**Task goal**
Write the next few paragraphs of the article about the makeup of the College Football Playoff selection committee, picking up after its last sentence.

Shalala certainly fits that category, but said she's not ready for an invitation from the CFP.
"At the moment, no, I'm busy," she said. "Down the road, maybe. At the moment I'm a little tied up."
She's not the only one.
If it weren't for the rigors of his third year in the Florida State College of Medicine -- not to mention the seven years of neurosurgery residency that will follow -- former FSU defensive back and Rhodes Scholar Myron Rolle said he would love to be on the CFP selection committee. He hasn't been asked, but Rolle is on the Knight Commission, which tackles issues such as race in college athletics.
Rolle, an African-American, said the image of the selection committee is more of a reflection on society than it is an issue rooted in the CFP.
"There aren't many black, minority and women in senior administrative positions," he said. "That's quite rare. If the pool is limited of who to select from, then of course that room that we talk about in the college football selection committee is going to look like a bunch of old white men. I think it takes not only an acknowledgement that this is a problem, I think it takes a first step toward maybe training some black, qualified minority and female candidates for some of these positions and then you'll have more of an opportunity to select from these people.
"Look, you think about the first black player to play college football. It wasn't that that long ago, and now you look at the game on Saturday and the field is littered with minority and black players. But then nothing else has really caught up to that exponential increase in the amount of black players -- certainly not the coaches, not the athletic directors, female administrators, not the executive levels in Indianapolis at the NCAA level."
In addition to the categories selection committee members must fall into, the CFP is also sensitive to geography, and tries to get committee members who represent the entire country. Pac-12 commissioner Larry Scott, who was instrumental in advocating for Willingham and Rice to be on the committee, said the categories give the commissioners "limited flexibility."

**Provided material**
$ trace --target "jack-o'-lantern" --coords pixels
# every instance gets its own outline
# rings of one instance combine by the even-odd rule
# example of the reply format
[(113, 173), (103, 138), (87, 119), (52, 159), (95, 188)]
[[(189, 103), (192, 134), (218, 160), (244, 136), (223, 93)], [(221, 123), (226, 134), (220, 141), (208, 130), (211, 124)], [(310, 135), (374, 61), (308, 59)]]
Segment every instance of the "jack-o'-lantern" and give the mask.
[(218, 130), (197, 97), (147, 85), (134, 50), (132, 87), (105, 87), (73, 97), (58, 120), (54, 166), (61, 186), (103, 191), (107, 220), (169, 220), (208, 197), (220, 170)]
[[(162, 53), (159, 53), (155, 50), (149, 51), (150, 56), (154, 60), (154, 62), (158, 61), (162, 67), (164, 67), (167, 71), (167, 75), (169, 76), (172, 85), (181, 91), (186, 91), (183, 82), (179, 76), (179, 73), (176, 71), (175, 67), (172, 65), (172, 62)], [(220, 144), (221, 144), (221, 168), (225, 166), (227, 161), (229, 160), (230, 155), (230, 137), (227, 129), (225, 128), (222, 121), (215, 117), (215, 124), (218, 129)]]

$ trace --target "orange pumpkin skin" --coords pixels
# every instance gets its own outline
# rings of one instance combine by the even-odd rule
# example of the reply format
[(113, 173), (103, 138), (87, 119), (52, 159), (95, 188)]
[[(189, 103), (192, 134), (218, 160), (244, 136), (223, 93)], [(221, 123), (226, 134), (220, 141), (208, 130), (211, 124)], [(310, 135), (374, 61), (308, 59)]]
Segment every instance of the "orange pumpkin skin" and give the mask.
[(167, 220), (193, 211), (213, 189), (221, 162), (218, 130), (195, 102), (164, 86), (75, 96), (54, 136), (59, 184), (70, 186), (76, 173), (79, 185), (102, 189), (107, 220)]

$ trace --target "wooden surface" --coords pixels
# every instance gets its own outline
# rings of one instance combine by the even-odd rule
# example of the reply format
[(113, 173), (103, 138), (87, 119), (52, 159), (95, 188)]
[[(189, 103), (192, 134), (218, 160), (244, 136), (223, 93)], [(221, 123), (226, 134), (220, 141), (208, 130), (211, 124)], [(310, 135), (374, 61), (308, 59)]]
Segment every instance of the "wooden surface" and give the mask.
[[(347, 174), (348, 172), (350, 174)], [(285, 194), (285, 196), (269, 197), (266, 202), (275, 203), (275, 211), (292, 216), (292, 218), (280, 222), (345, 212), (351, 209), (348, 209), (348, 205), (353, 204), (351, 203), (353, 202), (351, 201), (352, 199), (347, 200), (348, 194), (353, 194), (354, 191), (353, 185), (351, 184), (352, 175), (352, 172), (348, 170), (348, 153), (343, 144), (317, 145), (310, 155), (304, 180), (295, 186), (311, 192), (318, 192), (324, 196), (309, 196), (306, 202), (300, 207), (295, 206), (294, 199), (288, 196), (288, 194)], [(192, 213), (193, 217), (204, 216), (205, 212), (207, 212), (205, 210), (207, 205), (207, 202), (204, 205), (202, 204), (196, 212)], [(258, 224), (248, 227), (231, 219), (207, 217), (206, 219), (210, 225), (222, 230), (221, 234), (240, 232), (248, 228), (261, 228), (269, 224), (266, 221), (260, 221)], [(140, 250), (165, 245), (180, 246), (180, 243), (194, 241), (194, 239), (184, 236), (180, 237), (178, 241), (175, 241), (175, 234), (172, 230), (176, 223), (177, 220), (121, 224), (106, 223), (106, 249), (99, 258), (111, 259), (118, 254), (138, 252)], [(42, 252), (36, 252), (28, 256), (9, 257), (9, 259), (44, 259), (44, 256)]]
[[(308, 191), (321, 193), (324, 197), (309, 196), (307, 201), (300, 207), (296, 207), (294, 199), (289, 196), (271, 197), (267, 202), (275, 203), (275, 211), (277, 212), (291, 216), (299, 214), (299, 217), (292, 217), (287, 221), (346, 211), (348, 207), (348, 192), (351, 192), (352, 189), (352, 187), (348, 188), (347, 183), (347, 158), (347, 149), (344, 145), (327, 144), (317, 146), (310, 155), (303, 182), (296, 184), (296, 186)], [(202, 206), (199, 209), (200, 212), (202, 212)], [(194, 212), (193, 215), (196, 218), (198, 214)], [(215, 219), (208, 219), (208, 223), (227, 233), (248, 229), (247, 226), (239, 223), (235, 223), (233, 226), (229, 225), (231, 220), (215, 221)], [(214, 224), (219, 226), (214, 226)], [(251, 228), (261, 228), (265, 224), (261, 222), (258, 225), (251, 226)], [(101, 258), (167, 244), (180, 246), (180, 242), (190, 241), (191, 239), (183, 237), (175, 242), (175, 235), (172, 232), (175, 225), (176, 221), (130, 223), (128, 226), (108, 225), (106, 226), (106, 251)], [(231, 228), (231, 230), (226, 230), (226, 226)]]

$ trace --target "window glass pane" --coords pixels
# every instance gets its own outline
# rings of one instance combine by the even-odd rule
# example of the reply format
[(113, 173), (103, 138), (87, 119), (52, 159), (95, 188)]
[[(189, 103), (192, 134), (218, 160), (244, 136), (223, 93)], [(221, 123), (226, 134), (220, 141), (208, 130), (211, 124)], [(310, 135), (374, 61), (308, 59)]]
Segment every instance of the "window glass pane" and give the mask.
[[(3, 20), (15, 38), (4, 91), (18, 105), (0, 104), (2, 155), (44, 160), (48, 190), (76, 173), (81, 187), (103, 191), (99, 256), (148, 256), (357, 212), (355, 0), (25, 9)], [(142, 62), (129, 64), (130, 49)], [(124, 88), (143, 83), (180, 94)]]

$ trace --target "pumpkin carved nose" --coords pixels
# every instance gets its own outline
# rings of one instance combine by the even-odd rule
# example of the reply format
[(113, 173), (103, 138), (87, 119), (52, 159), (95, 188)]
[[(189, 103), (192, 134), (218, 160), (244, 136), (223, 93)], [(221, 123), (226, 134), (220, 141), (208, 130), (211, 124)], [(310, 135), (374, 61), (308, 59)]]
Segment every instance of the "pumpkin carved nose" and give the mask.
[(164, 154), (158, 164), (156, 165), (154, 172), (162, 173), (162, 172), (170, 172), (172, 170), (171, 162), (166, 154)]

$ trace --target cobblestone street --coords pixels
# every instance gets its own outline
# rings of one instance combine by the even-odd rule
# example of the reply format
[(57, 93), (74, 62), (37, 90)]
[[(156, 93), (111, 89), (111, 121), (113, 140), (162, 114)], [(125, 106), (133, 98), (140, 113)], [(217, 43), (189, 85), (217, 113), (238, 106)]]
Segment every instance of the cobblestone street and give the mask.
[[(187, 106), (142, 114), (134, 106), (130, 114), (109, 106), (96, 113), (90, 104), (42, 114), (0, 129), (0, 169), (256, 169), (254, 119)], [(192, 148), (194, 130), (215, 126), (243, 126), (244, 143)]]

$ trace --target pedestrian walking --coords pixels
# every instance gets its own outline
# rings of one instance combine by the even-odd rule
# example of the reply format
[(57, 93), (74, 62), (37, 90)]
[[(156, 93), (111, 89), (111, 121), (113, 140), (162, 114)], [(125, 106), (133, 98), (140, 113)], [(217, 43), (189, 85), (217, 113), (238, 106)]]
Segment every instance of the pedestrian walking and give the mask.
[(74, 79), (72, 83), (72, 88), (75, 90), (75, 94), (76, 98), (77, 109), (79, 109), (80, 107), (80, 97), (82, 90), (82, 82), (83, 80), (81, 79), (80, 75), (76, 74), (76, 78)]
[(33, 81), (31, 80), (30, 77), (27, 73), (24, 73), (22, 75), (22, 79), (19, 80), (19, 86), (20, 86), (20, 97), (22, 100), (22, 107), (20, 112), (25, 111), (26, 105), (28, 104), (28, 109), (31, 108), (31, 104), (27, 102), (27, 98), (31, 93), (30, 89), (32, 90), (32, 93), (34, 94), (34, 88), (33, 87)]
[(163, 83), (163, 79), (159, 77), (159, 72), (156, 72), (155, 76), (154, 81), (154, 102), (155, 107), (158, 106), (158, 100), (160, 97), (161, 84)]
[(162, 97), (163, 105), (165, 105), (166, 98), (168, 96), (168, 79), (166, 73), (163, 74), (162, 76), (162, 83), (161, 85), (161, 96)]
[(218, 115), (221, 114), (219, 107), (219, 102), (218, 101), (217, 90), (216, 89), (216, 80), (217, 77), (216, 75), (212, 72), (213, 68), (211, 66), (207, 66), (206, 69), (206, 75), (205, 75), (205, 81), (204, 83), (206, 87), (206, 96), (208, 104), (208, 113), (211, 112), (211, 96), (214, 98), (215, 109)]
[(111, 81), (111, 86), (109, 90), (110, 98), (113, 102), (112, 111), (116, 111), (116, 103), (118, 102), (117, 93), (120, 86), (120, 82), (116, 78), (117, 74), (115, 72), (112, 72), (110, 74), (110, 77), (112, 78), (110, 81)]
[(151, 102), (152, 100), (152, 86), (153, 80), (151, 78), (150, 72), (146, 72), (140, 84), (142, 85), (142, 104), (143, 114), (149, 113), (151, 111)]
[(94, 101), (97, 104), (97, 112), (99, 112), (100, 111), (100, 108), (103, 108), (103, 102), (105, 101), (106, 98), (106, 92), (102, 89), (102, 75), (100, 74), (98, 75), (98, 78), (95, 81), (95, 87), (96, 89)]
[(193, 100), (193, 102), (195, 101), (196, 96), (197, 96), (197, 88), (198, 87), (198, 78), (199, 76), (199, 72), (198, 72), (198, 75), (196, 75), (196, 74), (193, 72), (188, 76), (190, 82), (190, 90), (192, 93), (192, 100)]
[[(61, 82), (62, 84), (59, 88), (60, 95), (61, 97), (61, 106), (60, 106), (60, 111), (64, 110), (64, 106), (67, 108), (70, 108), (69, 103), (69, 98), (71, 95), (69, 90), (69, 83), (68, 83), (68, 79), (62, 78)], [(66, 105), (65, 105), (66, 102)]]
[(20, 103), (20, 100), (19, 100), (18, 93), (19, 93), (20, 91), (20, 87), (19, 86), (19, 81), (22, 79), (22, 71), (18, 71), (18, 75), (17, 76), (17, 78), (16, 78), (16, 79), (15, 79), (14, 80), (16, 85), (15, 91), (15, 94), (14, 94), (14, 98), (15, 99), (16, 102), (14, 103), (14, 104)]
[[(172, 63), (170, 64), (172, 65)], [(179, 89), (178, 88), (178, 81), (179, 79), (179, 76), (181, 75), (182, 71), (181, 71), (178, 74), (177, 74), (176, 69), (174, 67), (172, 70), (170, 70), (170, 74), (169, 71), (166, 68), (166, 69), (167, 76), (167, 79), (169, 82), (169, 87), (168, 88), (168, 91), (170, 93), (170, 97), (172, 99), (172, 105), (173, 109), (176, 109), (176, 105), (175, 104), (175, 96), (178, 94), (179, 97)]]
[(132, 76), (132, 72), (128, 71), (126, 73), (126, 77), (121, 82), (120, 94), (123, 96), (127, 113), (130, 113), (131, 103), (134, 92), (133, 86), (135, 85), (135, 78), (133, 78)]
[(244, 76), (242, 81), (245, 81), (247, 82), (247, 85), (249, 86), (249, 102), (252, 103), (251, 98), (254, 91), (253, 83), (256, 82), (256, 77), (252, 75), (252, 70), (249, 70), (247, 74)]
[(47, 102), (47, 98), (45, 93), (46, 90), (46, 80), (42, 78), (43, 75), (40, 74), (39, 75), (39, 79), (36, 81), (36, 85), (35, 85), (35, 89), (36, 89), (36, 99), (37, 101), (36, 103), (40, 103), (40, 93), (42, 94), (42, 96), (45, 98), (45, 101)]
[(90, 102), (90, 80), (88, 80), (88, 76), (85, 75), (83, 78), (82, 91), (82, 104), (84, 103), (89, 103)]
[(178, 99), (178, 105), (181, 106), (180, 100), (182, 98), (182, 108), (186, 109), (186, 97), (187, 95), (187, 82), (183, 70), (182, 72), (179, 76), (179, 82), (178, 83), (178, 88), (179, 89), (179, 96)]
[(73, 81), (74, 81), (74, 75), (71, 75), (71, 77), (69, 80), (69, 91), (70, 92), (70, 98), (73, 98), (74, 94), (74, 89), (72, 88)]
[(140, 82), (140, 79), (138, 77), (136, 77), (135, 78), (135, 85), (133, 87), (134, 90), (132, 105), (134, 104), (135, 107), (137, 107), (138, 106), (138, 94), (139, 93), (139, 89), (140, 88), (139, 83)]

**Answer to this task**
"We know we want ADs, and the truth is there are too few women and too few ethnic minorities who are athletic directors, but it's important we have athletic directors," Scott said. "We've said we want former coaches, ideally Hall of Fame coaches, and there are too few ethnic minorities who are Hall of Fame coaches, and last time I checked there are no women in that pool. But we have left some slots -- limited slots -- for others at-large; members of the media and other notable citizens like Dr. Rice and other administrators. I do think we've got some limited flexibility to have a more diverse group going forward and I think you will see over time that we will."
"If the pool is limited of who to select from, then of course that room that we talk about in the college football selection committee is going to look like a bunch of old white men."Former Florida State player Myron Rolle
ACC commissioner John Swofford said the CFP needs to get a little creative.
"We want to continue to take a look at people outside of the pure athletic box that would be really good committee members and understand the game itself and bring all of the other qualities that are expected with individuals around that table," he said. "That may be a larger pool. We've got to be creative in terms of who we're thinking about collectively that would be in that pool because that's an important part of this too, including journalists."
Hancock said diversity is still a priority of the CFP, but competency is the key factor.
"We will continue to keep gender and ethnic diversity in mind," Hancock said, "and I daresay this is one of the most diverse groups of its kind -- but the important thing is to get the most knowledgeable people."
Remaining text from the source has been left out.